DOCUMENT EXCERPT:
[Start of section]

If GNU/Linux is installed on an i386 computer, the configuration and management of the start up process, happens mainly in one of the following modes:

• LILO, that is capable of setting up a start up sector on a diskette, on the MBR or on the first sector of the partition that contains GNU/Linux;

• GRUB, that is functionally similar to LILO;

• Loadlin, that allows that start the execution of a kernel Linux from a Dos session.

587.4.2   Kernel

The kernel, as the name suggests, is the hazel of the operating system. The programs use the kernel for their activities and in this way they do not need to act directly on the CPU. Usually it is made by a single file, whose name could be vmlinuz (or zImage, bzImage or similar), but it can include also additional modules, to manage specific hardware components that must be activated and deactivated when the system is active.

When the kernel is started (by the boot process), it executes some diagnostic checks on the hardware components for which it has been enabled, then mounts (execute the mount) the main file system (root) and finallt starts the system initialization procedure (Init).

587.4.3   File system

The file system is the organization of the data within a disk or one of its partitions. On the Unix systems, it is not possible to distringuish among storage usits, as it happens with Dos, which distinguishes each disk or partition with a letter of the alpahabet (A:, B:, C:). On the Unix, systems all file systems that are available are concatenated together, so that they appear as a single global file system.

When a Unix system is started, the main file system, or root is activated, then other file systems can be connected to a directory or subdirectory of the main one. To access the data of a file system that is not the main one, it is necessary to link it, similarly to remove the storage unit that contains this file system, it is necessary to unlink it. This means that, on the Unix systems, it is not possible to mount a disketted, access it immediately and then unmount it as one wishes. One must tell the system to link the file system of the diskette, then one can use it as a part of the unique global file system. Finally the link must be interrupted and only then the diskette can be removed.

[End of section]

(Natural-language object grounding data)
[Start of section]

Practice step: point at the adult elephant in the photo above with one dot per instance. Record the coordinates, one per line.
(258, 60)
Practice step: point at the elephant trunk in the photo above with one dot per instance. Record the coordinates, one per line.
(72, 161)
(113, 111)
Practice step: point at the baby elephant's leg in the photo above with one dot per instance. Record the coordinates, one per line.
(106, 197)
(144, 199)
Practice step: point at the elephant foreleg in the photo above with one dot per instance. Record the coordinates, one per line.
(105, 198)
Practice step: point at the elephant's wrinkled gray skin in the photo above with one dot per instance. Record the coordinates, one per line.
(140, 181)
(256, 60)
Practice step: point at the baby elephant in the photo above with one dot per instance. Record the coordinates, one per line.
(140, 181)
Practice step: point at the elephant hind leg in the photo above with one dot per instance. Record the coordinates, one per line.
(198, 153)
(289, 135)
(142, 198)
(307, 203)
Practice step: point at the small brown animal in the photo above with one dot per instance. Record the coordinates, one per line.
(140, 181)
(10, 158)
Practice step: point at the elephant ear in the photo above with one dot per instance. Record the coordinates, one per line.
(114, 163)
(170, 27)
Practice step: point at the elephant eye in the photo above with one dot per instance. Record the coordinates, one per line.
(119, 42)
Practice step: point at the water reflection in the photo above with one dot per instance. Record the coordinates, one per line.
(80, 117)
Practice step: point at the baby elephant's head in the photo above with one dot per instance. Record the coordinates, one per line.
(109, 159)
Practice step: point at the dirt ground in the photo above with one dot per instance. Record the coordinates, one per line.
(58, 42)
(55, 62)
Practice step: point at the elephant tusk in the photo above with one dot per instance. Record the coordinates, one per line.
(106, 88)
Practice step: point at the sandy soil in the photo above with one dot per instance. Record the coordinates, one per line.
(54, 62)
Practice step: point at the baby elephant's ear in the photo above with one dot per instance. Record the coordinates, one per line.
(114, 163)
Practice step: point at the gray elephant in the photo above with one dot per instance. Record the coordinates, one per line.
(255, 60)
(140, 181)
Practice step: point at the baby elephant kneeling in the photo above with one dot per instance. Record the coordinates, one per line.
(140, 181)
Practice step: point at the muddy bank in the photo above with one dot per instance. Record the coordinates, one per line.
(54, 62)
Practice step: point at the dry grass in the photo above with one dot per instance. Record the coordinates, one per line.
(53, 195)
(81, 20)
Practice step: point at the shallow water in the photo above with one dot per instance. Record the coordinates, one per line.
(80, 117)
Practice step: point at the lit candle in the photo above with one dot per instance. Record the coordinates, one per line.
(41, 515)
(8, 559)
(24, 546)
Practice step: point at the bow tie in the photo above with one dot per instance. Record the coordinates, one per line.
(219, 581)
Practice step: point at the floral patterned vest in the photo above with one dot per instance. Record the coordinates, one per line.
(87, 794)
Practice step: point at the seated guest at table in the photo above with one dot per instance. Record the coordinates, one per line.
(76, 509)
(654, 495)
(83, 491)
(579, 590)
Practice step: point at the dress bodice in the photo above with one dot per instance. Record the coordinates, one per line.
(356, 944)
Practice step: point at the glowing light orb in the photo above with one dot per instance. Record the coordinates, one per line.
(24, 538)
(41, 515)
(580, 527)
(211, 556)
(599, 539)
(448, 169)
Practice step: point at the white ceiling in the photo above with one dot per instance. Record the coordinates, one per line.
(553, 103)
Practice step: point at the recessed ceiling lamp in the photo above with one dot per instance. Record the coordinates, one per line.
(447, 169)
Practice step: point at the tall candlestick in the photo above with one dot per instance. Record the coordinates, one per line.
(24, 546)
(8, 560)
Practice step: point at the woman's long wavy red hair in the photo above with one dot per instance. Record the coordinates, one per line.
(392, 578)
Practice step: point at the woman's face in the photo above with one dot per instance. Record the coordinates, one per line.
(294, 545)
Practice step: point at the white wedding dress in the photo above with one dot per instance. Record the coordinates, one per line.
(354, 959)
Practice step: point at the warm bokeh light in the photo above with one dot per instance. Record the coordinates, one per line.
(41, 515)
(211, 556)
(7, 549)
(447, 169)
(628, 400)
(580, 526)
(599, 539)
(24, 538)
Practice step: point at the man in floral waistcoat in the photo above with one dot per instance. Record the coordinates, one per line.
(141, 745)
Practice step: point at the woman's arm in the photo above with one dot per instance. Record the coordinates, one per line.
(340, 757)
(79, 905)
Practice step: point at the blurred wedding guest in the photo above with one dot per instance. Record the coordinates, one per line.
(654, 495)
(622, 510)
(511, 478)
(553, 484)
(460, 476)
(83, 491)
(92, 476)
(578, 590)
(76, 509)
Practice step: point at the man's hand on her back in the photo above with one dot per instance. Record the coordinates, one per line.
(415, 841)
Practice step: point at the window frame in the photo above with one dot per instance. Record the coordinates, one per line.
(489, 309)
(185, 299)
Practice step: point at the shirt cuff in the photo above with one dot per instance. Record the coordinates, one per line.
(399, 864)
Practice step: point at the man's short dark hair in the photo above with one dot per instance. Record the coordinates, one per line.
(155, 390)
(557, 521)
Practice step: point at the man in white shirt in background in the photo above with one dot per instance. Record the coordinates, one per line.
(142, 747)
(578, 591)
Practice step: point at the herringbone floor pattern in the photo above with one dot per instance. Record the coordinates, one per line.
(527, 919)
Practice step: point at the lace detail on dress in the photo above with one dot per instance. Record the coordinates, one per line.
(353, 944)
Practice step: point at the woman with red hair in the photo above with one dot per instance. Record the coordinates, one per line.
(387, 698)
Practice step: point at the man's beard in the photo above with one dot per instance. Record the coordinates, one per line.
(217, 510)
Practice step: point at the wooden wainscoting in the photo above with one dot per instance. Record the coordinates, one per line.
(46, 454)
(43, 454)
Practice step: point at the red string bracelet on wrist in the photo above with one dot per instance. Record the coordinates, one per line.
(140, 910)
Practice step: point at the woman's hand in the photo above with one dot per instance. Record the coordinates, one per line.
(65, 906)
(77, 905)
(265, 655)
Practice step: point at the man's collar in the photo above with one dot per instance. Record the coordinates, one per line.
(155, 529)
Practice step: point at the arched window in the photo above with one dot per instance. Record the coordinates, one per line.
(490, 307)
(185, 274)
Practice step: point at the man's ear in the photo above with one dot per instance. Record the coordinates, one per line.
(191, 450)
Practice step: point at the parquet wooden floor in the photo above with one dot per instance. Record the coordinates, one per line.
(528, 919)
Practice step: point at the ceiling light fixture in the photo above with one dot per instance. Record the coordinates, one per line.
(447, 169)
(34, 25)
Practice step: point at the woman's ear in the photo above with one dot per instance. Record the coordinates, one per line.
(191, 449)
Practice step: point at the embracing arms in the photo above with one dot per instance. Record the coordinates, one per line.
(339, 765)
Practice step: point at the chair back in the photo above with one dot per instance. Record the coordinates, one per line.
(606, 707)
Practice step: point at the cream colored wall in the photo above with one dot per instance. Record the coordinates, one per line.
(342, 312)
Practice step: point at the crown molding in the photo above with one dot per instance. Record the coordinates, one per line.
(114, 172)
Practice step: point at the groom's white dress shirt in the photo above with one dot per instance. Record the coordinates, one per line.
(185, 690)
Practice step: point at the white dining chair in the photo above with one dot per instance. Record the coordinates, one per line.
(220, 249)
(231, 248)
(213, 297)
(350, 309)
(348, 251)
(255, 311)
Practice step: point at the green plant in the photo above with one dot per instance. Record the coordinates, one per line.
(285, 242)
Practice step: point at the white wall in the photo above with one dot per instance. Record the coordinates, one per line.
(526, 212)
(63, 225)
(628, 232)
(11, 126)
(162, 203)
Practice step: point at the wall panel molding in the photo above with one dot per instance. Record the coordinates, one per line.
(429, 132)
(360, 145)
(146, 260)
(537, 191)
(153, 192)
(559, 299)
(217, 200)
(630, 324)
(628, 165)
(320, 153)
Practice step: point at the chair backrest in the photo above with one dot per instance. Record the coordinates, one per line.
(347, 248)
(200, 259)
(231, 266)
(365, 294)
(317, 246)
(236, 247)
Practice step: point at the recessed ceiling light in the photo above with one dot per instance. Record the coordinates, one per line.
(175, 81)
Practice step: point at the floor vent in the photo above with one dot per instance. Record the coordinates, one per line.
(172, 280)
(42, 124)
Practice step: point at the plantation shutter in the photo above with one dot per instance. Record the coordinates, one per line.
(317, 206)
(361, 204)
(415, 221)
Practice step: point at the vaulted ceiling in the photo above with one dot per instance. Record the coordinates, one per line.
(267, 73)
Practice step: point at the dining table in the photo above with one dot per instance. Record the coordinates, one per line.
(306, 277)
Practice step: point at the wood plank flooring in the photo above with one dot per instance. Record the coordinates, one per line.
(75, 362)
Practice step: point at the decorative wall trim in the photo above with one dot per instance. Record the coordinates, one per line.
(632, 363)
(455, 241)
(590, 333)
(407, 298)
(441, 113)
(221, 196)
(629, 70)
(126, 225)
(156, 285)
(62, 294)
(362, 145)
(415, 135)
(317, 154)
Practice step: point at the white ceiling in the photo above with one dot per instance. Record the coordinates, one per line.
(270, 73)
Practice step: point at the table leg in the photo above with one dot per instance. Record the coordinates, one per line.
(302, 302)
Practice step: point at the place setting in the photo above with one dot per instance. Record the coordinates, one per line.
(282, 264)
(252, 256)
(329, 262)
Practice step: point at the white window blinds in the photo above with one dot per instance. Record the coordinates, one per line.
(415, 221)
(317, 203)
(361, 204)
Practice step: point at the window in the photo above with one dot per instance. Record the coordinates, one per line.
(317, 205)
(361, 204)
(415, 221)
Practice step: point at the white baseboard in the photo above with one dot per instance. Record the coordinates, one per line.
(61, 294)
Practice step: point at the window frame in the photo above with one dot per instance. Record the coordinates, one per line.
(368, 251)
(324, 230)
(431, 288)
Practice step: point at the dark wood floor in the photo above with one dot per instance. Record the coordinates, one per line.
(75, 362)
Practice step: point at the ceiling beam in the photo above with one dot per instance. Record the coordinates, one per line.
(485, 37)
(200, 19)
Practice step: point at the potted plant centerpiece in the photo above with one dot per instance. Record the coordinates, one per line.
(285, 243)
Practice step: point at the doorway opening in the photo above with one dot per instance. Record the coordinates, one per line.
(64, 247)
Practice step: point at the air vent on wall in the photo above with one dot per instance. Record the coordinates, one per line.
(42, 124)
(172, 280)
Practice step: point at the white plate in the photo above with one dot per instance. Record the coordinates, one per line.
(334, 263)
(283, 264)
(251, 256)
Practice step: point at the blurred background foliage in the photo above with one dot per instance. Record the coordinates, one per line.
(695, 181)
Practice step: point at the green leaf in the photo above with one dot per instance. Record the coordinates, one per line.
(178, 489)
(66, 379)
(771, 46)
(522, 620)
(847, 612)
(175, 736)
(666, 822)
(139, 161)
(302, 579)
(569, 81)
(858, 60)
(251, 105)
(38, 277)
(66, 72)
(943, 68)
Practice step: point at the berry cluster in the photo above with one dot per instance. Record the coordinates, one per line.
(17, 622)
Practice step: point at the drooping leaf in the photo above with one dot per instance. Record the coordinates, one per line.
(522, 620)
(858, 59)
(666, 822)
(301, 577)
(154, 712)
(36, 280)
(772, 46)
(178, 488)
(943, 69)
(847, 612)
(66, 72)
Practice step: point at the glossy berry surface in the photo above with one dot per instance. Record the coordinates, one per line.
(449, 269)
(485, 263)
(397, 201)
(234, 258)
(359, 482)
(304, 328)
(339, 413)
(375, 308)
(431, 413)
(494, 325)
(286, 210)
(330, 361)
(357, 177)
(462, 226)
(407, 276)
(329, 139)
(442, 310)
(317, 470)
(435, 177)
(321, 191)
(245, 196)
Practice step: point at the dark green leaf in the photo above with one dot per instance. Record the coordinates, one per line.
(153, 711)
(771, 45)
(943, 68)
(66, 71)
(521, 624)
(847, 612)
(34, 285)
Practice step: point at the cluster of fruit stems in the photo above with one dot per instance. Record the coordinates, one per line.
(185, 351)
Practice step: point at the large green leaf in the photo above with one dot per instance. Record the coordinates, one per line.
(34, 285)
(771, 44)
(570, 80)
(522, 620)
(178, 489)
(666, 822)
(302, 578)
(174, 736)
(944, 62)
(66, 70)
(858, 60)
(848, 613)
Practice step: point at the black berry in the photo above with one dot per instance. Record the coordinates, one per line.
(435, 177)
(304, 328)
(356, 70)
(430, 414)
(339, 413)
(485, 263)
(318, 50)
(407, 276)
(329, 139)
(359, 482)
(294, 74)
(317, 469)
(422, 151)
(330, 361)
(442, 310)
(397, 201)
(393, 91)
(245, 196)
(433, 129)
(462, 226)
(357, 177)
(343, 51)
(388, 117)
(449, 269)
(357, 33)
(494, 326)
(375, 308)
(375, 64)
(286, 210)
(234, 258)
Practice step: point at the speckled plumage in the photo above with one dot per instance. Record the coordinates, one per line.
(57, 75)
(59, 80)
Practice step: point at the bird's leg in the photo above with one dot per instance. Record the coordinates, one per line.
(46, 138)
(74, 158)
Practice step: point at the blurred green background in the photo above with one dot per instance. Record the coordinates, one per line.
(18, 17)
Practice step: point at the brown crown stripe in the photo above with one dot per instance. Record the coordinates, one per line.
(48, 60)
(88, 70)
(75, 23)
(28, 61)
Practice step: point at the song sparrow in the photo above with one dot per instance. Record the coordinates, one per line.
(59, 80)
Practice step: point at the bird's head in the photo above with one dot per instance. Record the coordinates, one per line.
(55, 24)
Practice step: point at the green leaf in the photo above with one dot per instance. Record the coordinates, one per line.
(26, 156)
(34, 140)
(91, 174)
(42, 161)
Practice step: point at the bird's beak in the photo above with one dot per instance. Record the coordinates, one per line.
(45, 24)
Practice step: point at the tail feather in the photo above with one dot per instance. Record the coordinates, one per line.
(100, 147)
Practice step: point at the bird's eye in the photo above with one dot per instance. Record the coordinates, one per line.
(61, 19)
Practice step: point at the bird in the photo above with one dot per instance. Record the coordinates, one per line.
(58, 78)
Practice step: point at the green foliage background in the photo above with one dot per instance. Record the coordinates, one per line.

[End of section]

REQUIRED ACTIONS:
(a) In the excerpt on GNU/Linux, which tool allows a Linux kernel to be started from a Dos session?
(b) Restate the part of the excerpt on GNU/Linux from "The kernel, as" to "system is active." word for word.

ANSWERS TO THIS EXERCISE:
(a) Loadlin

(b)
The kernel, as the name suggests, is the hazel of the operating system. The programs use the kernel for their activities and in this way they do not need to act directly on the CPU. Usually it is made by a single file, whose name could be vmlinuz (or zImage, bzImage or similar), but it can include also additional modules, to manage specific hardware components that must be activated and deactivated when the system is active.